Records provided:
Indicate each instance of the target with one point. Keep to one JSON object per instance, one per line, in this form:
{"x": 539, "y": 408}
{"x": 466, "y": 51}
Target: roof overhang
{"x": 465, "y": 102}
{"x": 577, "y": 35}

Requirement: Output the listing above as a JSON array of strings, one string per line, and leave out any blank lines.

Complete answer:
[
  "Indicate each instance of the target with one point. Keep to one JSON object per instance, one per line, in this form:",
  "{\"x\": 539, \"y\": 408}",
  "{\"x\": 466, \"y\": 51}",
  "Target: roof overhang",
  "{\"x\": 465, \"y\": 102}",
  "{\"x\": 577, \"y\": 35}"
]